Task directions: Please write what comes next in the interview about the Petrushka ballet, starting right after its last line.

Reading text:
-- begin --

Suzanne Haag: Thanks for having me here.
Dunne: We're talking about this new ballet that you've created. Let's start here. I want you to describe the ballet, but first, why did you want to make this particular ballet?
Haag: That's a great question. Reimagining Petrushka has been something I've wanted to do for a long time. It's a reimagining of a ballet from 1911. I've always wanted to explore ballet through an AI lens, because I think ballet has always had this tradition of being fascinated by humans playing beings that aren't human but look human. In the Nutcracker, for example, you have someone playing a nutcracker doll. In ballets like Coppélia, you have people playing a group of dolls that look human but don't move in a human way.
Dunne: That's fascinating. I think to choreographers, can you explain that in terms of this, and this is maybe an extremely basic question for you, but developing a ballet's choreography, how do you do it? Is it that you have this idea and you start small? I always think of ballet as being so grand. Do you start with the big picture and bring it in, or is it the exact opposite?
Haag: For myself as a choreographer, it's different for everyone, and for me it's different by project. I do plan ahead. I start with a big vision of what I want to create or see, or what I want the audience to experience. When I'm physically working on building the steps with dancers, I do start very small. For Petrushka, I started planning two years before we premiered it in 2023. Then we have a three-week period in the studio with the dancers where I'm actually setting the movement on them, but the big overarching scope has already been thought out.
Dunne: Talk about the interplay with the dancers. Do you solicit a lot of feedback from them? They're doing the movements, and of course you know what the movement is supposed to look like, but are there times when they say, 'Actually, I think it would look better this way,' or 'I can't do this particular movement. Can we try something else?'
Haag: Yes. My process is very collaborative with the dancers, and I've been working with a lot of these dancers at Eugene Ballet for years now. It's definitely a trial-and-error process, and the dancers feel very comfortable saying, 'I feel this is awkward for me. Could I try it in the other direction?' They're very open to making suggestions, but they also understand that I have a vision that I want us all to accomplish. We do laugh a lot, because things don't always go well the first time. It's a playful atmosphere, trying to figure out how we're going to make a ballet look and feel the way we want, and how we want the audience to experience it.
Dunne: Talk about that. What are patrons going to see when they come to this ballet?

-- end --

Information supplied:

-- begin --

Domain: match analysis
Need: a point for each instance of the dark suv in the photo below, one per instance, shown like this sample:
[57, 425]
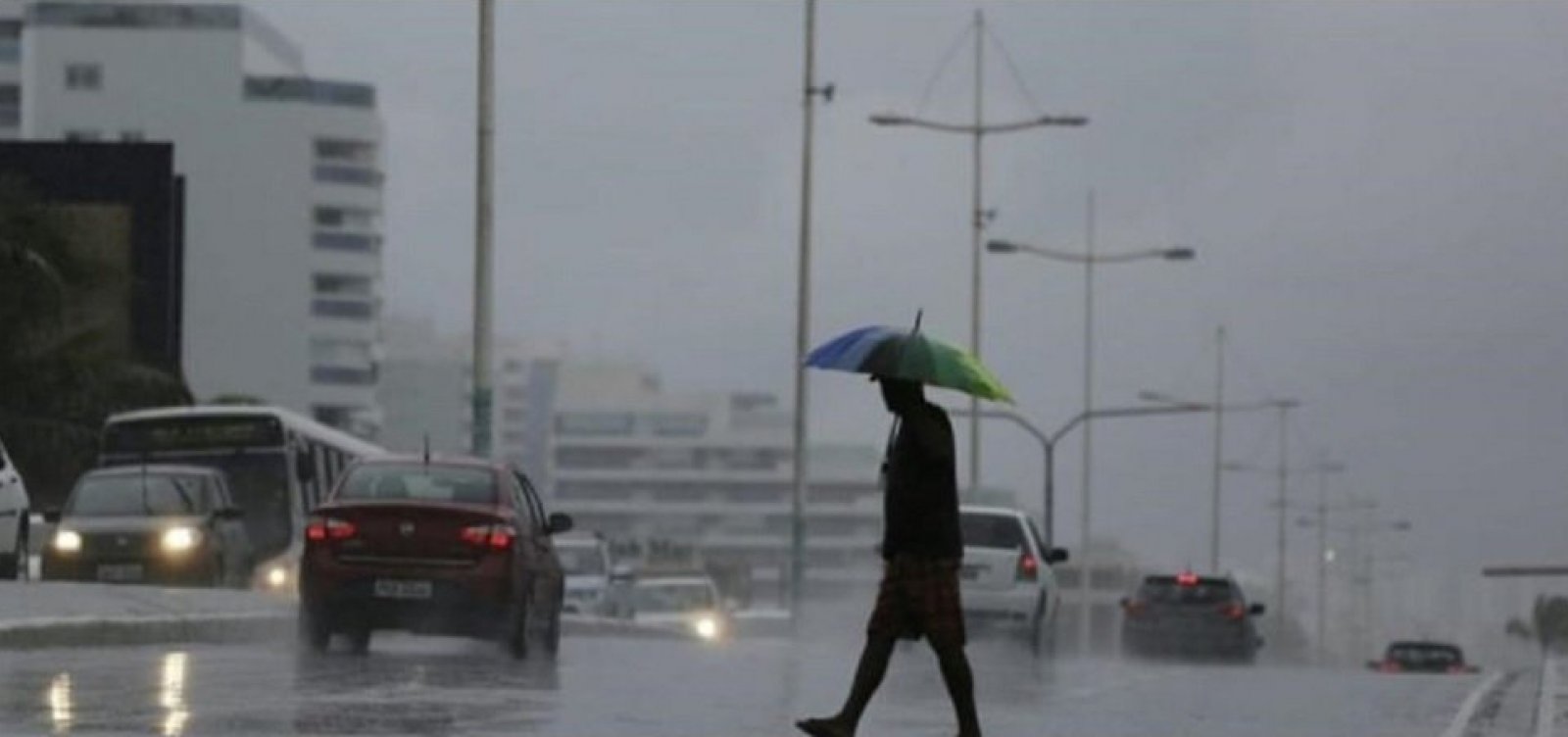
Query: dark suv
[1191, 615]
[1423, 658]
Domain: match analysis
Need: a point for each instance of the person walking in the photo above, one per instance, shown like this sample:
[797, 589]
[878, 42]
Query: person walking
[921, 551]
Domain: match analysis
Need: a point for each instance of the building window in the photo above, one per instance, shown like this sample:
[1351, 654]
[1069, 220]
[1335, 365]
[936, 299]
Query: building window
[83, 77]
[347, 242]
[344, 286]
[678, 425]
[337, 375]
[345, 151]
[10, 41]
[347, 310]
[360, 176]
[10, 104]
[341, 350]
[595, 423]
[361, 219]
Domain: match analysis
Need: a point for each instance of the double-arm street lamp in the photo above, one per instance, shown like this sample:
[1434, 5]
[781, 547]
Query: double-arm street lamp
[1048, 444]
[977, 130]
[1283, 475]
[1089, 259]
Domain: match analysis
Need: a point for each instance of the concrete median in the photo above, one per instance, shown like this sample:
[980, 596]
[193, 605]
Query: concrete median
[93, 615]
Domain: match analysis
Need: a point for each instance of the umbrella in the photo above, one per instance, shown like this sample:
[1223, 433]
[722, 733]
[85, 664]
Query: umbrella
[908, 355]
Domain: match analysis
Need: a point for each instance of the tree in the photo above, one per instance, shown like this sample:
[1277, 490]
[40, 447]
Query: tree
[60, 370]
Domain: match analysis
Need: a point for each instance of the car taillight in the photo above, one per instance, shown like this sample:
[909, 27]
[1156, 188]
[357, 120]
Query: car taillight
[1027, 566]
[493, 537]
[321, 529]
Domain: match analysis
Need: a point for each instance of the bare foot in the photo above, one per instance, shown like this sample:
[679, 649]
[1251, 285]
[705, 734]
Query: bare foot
[830, 726]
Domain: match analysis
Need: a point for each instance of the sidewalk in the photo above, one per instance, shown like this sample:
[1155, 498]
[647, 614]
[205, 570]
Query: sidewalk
[52, 615]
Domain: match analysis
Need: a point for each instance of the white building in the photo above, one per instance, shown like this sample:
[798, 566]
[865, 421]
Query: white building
[710, 472]
[282, 184]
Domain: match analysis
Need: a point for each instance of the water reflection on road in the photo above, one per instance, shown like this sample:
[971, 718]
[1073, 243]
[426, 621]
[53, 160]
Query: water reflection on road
[656, 687]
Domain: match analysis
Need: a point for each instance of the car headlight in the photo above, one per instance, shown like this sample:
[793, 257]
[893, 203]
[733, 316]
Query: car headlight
[179, 540]
[706, 627]
[68, 541]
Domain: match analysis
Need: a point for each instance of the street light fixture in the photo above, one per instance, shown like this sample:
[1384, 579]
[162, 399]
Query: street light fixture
[1089, 259]
[977, 130]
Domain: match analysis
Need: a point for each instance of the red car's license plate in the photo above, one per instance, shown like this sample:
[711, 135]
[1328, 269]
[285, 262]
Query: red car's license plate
[404, 588]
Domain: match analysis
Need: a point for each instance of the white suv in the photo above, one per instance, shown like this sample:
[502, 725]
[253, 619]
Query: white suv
[1005, 577]
[587, 566]
[13, 519]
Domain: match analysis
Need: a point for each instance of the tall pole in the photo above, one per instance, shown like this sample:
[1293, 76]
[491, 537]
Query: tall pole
[977, 226]
[797, 569]
[483, 247]
[1219, 452]
[1322, 561]
[1280, 571]
[1086, 584]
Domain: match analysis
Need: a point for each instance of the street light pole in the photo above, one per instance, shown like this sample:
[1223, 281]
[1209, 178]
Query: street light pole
[976, 232]
[1219, 452]
[797, 568]
[483, 235]
[977, 130]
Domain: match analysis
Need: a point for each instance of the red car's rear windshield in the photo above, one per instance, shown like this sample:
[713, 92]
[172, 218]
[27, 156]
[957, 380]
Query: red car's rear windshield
[413, 482]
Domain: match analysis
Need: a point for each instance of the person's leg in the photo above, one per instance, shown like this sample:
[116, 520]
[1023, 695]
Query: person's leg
[867, 678]
[960, 686]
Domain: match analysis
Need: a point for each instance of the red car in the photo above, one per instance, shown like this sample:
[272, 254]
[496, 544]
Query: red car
[433, 546]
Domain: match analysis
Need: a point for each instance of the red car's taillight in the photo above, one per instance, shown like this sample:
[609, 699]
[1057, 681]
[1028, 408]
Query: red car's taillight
[321, 529]
[491, 537]
[1027, 566]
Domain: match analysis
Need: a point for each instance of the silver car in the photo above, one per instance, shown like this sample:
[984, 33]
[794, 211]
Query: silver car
[13, 519]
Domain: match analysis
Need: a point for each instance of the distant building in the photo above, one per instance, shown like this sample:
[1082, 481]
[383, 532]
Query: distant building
[708, 474]
[698, 477]
[282, 184]
[122, 209]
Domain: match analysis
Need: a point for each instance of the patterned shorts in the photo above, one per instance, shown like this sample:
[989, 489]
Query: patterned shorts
[919, 598]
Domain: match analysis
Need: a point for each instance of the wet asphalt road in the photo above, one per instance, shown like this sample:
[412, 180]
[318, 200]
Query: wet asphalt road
[608, 687]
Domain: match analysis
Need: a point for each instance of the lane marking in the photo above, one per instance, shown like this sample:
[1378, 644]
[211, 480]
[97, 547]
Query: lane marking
[1471, 703]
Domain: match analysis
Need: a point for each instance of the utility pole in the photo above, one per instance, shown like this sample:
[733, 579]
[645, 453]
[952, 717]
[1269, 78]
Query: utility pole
[483, 235]
[797, 571]
[1219, 451]
[1280, 556]
[977, 232]
[1086, 569]
[977, 216]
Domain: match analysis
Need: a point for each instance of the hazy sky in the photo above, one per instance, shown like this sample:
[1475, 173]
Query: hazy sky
[1377, 193]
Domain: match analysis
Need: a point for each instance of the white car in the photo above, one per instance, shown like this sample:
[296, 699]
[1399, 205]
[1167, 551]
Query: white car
[689, 604]
[1005, 580]
[587, 566]
[13, 519]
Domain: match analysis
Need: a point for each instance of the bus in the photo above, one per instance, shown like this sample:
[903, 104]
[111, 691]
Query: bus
[279, 467]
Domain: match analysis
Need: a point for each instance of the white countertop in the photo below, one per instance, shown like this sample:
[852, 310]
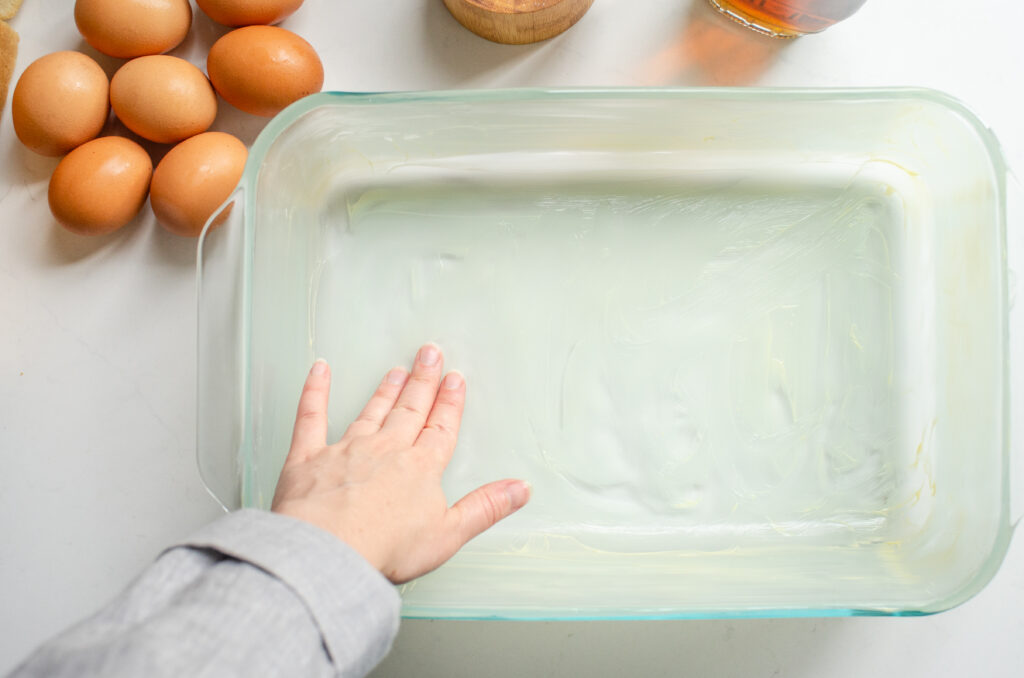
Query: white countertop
[97, 344]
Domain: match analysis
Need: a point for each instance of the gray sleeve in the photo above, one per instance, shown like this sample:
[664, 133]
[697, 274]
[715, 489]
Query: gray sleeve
[252, 594]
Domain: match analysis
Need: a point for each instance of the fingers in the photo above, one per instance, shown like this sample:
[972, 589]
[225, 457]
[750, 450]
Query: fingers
[441, 430]
[410, 413]
[380, 404]
[309, 433]
[483, 507]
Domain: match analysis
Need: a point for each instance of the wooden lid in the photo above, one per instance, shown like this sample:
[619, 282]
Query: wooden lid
[517, 22]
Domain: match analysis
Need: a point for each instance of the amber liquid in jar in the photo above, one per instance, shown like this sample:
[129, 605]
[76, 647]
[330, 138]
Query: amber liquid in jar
[787, 18]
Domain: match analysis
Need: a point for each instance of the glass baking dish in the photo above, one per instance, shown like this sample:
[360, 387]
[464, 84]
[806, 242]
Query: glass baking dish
[750, 346]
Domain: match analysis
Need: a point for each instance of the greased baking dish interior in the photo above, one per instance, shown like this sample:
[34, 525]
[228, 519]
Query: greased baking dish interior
[750, 346]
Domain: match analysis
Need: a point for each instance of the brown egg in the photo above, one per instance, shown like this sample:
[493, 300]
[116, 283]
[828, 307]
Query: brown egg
[133, 28]
[163, 98]
[60, 101]
[193, 180]
[100, 185]
[262, 69]
[248, 12]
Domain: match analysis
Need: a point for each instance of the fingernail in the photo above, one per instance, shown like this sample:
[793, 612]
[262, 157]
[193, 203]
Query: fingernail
[518, 493]
[397, 376]
[429, 355]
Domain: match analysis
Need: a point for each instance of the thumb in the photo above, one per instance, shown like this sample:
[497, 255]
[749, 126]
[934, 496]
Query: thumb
[484, 506]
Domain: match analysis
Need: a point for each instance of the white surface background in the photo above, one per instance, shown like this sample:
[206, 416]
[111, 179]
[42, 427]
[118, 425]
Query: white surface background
[97, 336]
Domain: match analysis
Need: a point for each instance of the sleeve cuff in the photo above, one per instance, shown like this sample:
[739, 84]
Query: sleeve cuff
[355, 607]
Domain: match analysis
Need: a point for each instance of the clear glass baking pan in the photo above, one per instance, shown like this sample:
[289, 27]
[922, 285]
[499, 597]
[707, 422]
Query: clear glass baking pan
[750, 346]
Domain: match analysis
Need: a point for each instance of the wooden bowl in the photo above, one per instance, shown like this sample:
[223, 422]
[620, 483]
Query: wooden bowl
[517, 22]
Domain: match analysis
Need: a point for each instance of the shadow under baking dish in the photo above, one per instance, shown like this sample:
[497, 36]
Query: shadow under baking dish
[749, 346]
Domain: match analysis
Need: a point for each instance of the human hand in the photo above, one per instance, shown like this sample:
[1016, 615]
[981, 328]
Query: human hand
[379, 488]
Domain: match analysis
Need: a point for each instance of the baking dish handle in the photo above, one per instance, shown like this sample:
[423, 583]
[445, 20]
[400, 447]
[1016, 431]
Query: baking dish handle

-- end --

Response to the task:
Haag: Sure. Petrushka, the original 1911 ballet, is a story about three puppets. It's full of heart, very emotional and comedic in its nature. In my treatment of this, I'm taking those three main character puppets and translating them into AI beings, each with a function. Petrushka is an emotional, empathetic AI being. There's a companion who is programmed for love, and then there's a warrior. Their relationship in this version is a bit of a love triangle, which I've kept fairly true to the original story, set in a modern, futuristic setting. The audience is going to see the interaction of those three dancers, whose movements are not human. It's a full-cast production. There will be 22 dancers, and the rest are playing humans. Their movement is less human, as a social commentary on how AI, technology and social media are shifting the way we interact with each other.
Dunne: The key word in AI is 'artificial,' and yet there's nothing artificial about the dancers. Getting back to the interplay with the dancers: if you told someone to dance like a robot, we all have that sort of plodding idea of what robot movement looks like. But I imagine it's very different in practice. How did you coax out the real amid the artificial?
Haag: It was a lot of experimenting. I'm really interested, as a choreographer, in how dancers interact with each other, and as a person, I'm interested in how humans interact with each other. We did a lot of experimenting. For example, the warrior and the companion have a duet together, a romantic pas de deux between two robots. Key phrases we kept using were, 'How can we make this more functional, as if you are two pieces of a machine? How would you move together? How would you interact if you're trying to create something functional?' Their behavior is anything but functional. It's silly and ridiculous, really, but we kept trying to make it look more and more like machinery, and I think the result is something quite fun to watch.
Dunne: How similar is it to the original? Where will people, especially those familiar with the ballet, say, 'Oh, wow, that took a turn'?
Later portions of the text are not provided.